◆ Available data
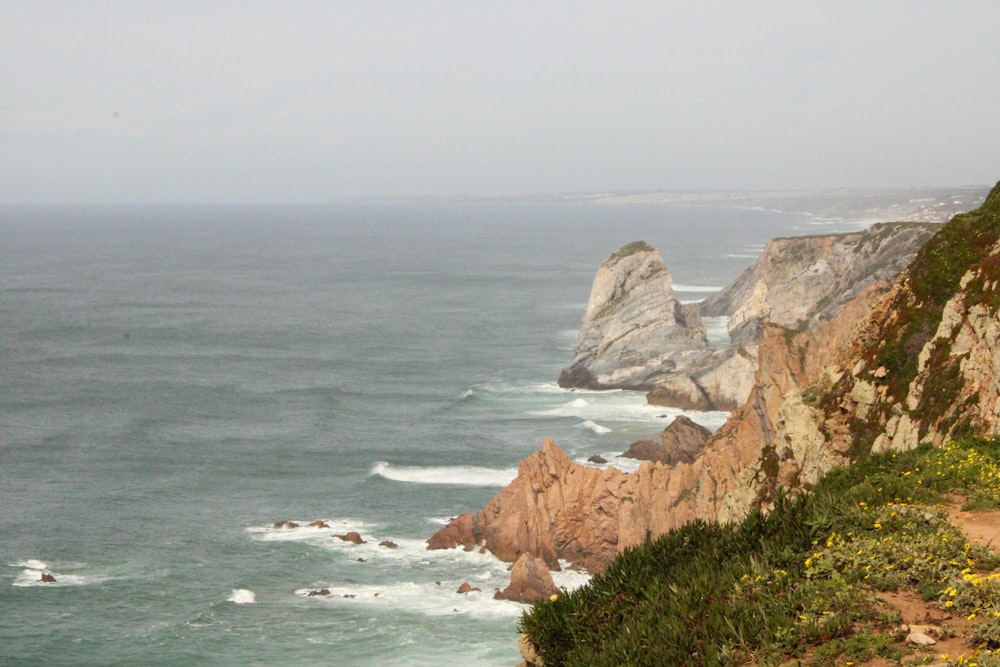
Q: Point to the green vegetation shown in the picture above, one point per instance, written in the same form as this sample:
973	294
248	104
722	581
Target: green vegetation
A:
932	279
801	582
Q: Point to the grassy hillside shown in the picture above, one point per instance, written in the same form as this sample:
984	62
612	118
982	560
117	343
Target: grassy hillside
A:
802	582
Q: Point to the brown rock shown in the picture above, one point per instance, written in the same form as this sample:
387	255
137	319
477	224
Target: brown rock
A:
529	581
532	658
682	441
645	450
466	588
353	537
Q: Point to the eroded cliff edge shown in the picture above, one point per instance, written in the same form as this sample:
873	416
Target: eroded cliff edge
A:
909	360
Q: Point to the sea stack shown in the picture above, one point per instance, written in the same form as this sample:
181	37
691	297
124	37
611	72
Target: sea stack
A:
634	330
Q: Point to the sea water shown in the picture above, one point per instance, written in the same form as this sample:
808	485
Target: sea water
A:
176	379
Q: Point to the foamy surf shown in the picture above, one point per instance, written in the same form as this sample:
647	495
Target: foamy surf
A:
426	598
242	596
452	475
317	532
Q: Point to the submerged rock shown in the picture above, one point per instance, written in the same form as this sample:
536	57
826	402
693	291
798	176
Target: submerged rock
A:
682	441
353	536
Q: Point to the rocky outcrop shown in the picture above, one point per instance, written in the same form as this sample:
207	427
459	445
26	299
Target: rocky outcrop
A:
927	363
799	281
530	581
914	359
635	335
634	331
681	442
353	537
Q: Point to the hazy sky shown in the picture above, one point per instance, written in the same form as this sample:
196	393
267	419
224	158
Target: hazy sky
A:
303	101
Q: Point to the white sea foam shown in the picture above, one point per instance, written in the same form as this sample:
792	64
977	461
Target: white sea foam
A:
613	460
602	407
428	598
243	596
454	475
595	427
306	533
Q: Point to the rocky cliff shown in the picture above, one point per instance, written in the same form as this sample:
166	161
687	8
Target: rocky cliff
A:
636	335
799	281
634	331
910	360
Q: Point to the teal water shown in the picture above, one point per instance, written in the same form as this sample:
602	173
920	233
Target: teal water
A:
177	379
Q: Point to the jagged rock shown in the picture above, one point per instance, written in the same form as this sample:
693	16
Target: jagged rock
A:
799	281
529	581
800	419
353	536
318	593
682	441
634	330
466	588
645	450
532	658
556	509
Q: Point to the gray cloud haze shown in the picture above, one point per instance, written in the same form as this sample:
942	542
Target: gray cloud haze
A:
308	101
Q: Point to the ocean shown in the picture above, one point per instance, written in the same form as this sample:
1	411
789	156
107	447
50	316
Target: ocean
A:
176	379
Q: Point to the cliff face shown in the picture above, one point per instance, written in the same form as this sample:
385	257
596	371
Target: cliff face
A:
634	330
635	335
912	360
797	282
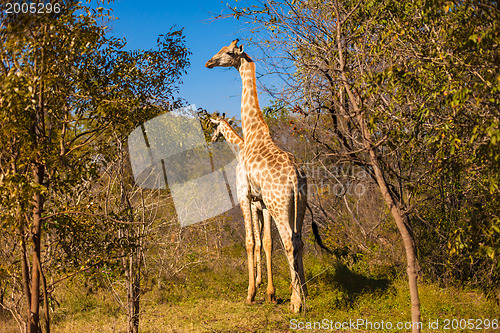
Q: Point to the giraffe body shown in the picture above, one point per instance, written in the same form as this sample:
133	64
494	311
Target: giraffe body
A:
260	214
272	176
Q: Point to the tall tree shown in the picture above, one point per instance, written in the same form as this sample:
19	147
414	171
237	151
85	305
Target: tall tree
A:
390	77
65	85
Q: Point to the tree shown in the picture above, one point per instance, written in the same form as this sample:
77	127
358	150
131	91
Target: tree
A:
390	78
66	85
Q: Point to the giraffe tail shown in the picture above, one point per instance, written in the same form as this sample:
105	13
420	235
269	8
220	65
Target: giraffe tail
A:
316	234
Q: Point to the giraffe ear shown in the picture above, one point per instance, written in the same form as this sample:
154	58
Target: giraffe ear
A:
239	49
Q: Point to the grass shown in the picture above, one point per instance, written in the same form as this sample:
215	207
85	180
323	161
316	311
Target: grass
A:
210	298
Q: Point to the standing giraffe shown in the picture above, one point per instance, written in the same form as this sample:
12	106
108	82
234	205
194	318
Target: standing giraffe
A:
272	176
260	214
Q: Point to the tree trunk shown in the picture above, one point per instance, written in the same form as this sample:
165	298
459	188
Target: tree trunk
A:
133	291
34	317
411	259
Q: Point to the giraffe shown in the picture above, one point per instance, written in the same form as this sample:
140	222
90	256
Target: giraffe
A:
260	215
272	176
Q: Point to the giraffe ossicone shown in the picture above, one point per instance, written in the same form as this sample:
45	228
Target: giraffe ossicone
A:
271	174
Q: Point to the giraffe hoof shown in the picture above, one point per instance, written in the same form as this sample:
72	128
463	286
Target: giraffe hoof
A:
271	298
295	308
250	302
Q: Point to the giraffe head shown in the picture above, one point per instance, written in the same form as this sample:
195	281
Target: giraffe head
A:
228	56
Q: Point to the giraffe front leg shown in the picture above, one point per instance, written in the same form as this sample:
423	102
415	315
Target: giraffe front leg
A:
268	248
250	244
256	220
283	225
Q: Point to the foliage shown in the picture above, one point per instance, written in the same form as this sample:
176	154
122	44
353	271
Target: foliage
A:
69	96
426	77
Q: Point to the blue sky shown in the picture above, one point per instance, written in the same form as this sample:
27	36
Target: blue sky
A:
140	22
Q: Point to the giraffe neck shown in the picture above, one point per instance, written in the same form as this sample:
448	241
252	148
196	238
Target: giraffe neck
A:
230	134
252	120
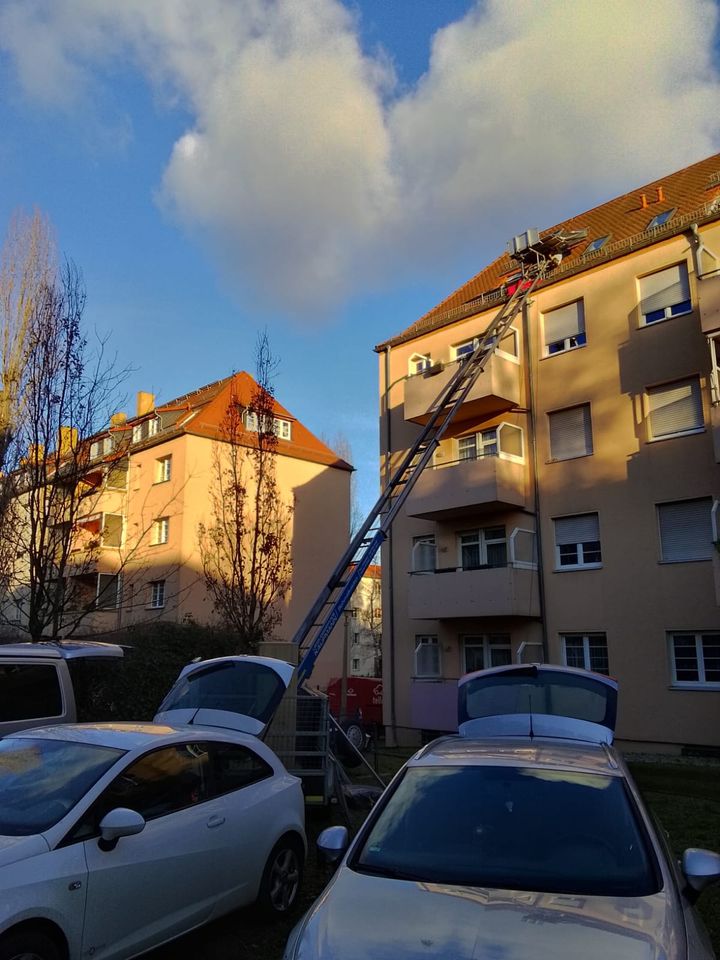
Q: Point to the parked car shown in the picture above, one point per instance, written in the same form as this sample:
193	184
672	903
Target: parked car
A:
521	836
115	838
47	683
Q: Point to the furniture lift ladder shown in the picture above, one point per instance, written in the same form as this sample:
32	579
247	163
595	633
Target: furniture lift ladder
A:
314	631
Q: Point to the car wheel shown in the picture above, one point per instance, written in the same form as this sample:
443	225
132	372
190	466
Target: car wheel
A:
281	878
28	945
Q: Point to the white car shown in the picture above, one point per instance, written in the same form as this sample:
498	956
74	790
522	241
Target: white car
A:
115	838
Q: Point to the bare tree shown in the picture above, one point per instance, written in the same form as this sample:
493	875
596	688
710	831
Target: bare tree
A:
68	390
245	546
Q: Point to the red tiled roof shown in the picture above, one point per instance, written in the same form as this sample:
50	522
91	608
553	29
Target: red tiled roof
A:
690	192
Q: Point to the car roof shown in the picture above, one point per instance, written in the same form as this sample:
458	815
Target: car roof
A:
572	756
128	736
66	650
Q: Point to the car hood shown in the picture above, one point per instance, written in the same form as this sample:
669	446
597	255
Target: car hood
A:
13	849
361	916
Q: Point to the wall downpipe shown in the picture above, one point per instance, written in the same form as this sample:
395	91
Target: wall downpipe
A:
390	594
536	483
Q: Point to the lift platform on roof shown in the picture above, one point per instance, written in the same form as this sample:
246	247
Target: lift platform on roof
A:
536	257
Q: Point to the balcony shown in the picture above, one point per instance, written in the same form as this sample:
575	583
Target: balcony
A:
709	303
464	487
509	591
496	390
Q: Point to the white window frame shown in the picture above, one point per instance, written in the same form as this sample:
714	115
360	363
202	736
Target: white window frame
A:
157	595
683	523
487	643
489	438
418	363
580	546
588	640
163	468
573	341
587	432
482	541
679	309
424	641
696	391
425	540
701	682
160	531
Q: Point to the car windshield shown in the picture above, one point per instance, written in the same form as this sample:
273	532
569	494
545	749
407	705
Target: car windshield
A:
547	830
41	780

◆ Problem description
Reproduce all of the rows above verbatim, leaving out the pictures.

◆ Exercise answer
Q: Point to the green vegetation shown in the picture above, one point per instance, written in the same form as this sample:
973	294
248	104
722	581
Target: green vegetation
A:
932	279
801	582
Q: Point to the grassy hillside shown in the picture above, one point per instance, written in the same form as this sample:
984	62
612	118
982	560
117	343
Target: grassy hillside
A:
802	582
Q: Point to the brown rock shown in the picture above, one point per instance, written in the same form as this sample:
387	255
137	319
477	224
Target: brown rock
A:
529	581
532	658
682	441
645	450
466	588
353	537
Q: Point to the eroded cliff edge shown in the picture above, one point per instance, written in the same form as this sample:
873	416
Target: eroded cliff edge
A:
909	360
Q: Point to the sea stack shown in the picture above, one point per instance, written in the same form as this sample:
181	37
691	297
124	37
611	72
Target: sea stack
A:
634	330
Q: Point to the sea water shown in the picture above, one point per instance, written in the same form as this sample:
808	485
Target: sea water
A:
176	379
Q: Point to the foamy surf shown in the picture above, one point per instance, written in the same form as this sample:
647	495
Target: foamy surf
A:
426	598
242	596
452	475
317	532
Q: Point to the submerged rock shown in the picture above, one point per instance, written in the same form as this sample:
536	57
826	402
693	291
798	176
Target: submerged rock
A:
682	441
353	536
Q: Point to the rocky outcrop shown in the picture above, one point per instance, written in the same form as this sample:
207	427
459	445
26	299
Target: rocky outcrop
A:
927	363
799	281
530	581
914	359
635	335
634	331
681	442
353	537
Q: Point to the hazy sky shown in the picture above, one point per instance, written in the same form as this sample:
196	393
267	419
224	158
Target: hazy sky
A:
303	101
Q: Point to the white sea foam shown in the picture above, one point per instance, written in the same form as this sample:
792	64
977	461
Target: white sea foam
A:
613	460
602	407
428	598
243	596
454	475
595	427
306	533
Q: Point to the rocky cliff shown in the picture above, one point per instance, written in the same form as this sample:
166	161
687	8
Target: rocky cliff
A:
636	335
799	281
634	331
910	360
Q: Point to the teal water shown in the picture above, one point per instance, written in the same form as this sample:
602	173
920	233
Target: teal water
A:
177	379
Q: Point to the jagged rock shown in the picture above, one point per instance, written in the same form as this sample:
693	16
Target: jagged rock
A:
799	281
529	581
800	419
353	536
318	593
682	441
634	330
466	588
645	450
532	658
556	509
Q: Point to the gray cloud haze shown in the picture above, one point per instance, written in the same form as this sample:
942	542
Target: gray cloud haze
A:
308	101
Q: Point to the ocean shown in the picture above, one point per instance, written in the same form as this sample:
1	411
789	156
107	447
50	316
Target: ocean
A:
176	379
Q: Point to the cliff face shown in the picture above, one point per instance, written in the same form as this sample:
385	257
596	371
Target: cliff face
A:
634	330
635	335
912	360
797	282
Q: Point to the giraffe body shown in the picture above, one point per instance, written in the same form as this sample:
133	64
494	311
Target: giraffe body
A:
260	214
272	176
Q: Point to the tall tree shown in the picture above, one point per instance, written in the same form as this sample:
19	147
414	171
237	151
85	305
Target: tall tree
A:
390	77
65	85
Q: Point to the tree shown in the picture above, one point per instance, written in the same form as this sample:
77	127
358	150
131	91
Target: tree
A:
390	78
66	85
Q: Point to the giraffe tail shown in the picture above, one point per instance, written in the same form as this sample:
105	13
420	235
269	8
220	65
Target: giraffe tail
A:
316	234
Q: Point to the giraffe ear shown in the picture above, one point per instance, written in the same form as this sample:
154	58
Target: giraffe ear
A:
239	49
Q: Point to the grass shown in the picture above, one point per instance, written in the same form as this sample:
215	207
85	180
323	161
316	311
Target: grass
A:
210	298
Q: Point to the standing giraffe shown in the picture above, one point per instance, written in the same form as this sample:
12	106
108	82
234	205
194	318
Target: standing giraffe
A:
272	176
260	214
Q: Point to the tree trunk shown in the picture above, one point per instance, written in the same form as this sample:
165	298
459	188
Target: tree trunk
A:
133	291
34	317
411	259
Q: Point to the giraffe shown in the picture above, one point per instance, written in the same form as this sample:
140	222
90	256
Target: giraffe
A:
260	215
272	176
Q: Point to the giraffe ossicone shown in the picture above, one point per instance, written in the same form as this sample:
45	228
Target: giraffe ossicone
A:
271	174
Q: Point to the giraffe hoof shown in the picture above, one point per instance, written in the same form as this sample:
72	128
463	286
Target: giraffe hoof
A:
271	298
295	308
250	302
Q: Point to the giraffe head shown in the picture above, one point per instance, written in the same form as this sample:
195	281
Target: giraffe head
A:
228	56
Q: Point to the giraffe front leg shown in the picture above, one point per instance, written in the same form as this sample:
423	102
415	315
Target: giraffe front leg
A:
268	248
250	244
256	220
283	225
Q: Point to the foliage shown in the picture above, one point per instance, written in the same form as this sample:
176	154
122	44
353	271
Target: foliage
A:
69	96
426	77
Q: Point to the blue sky shown in the picture above, one point per instance, written in the same form as this sample:
27	36
Target: blue sky
A:
140	22
Q: Point to the giraffe neck shown in the picture above, one point per instance, written in the same form as this sample:
448	241
252	148
196	238
Target: giraffe neck
A:
230	134
252	120
Q: Point to the parked car shown in the picture above, one point per instance, written in the same form as this sample:
193	184
672	903
Target: parked car
A:
521	836
115	838
47	683
Q: Point to the furniture lift ladder shown in the picture above, one point per instance, written in the same form as this sample:
32	579
247	163
595	633
Target: furniture lift ladder
A:
314	631
Q: Point to the car wheel shown in the picture above, one point per instance, written in the same form as this sample:
443	225
132	372
190	466
Target: car wheel
A:
281	878
28	945
Q: Point to the white car shown in the picture above, one point per instance, written in the same form as this sample:
498	956
74	790
522	241
Target: white car
A:
115	838
Q: Point to the bare tree shown in the picture above, one point per instance, written in the same form as this sample:
493	875
596	688
710	831
Target: bare tree
A:
68	390
245	546
Q: Point to the red tiled roof shown in the picture above, one point per instance, written in the same form as this sample:
50	522
91	608
553	29
Target: red tiled roof
A:
690	192
Q: Point to the car roof shown in the picture above, one point per instance, written in the same form as this sample:
458	815
Target: car roof
A:
572	756
128	736
66	650
Q: Point to the car hood shown in the picture above, one point per instance, written in the same form as this sample:
669	446
597	255
Target: car hood
A:
13	849
361	916
Q: Point to the wall downpipe shown in the picture above, one point per instance, written in the same form as this sample:
395	91
Target: wall downpipe
A:
390	594
536	483
Q: Point to the lift platform on roof shown in the picture above, one point per instance, written in the same form as this sample:
246	247
Target: lift platform on roof
A:
536	257
Q: Point to the balcony shown in the picture above, one point per instance, written in the same form as this sample:
575	583
Target: balcony
A:
709	303
464	487
509	591
496	390
Q: Point to the white window frame shown in the picture above, one point per instance, written in the same form as this sample:
714	115
360	363
202	736
Target: white window frame
A:
157	595
683	523
487	643
489	438
418	363
580	546
588	640
163	468
573	341
587	432
482	541
679	309
424	641
696	391
425	540
701	682
160	531
Q: Point to the car windshield shown in the picture above, one point per instance, written in the same form as this sample:
273	532
569	494
545	749
407	705
Target: car windshield
A:
547	830
41	780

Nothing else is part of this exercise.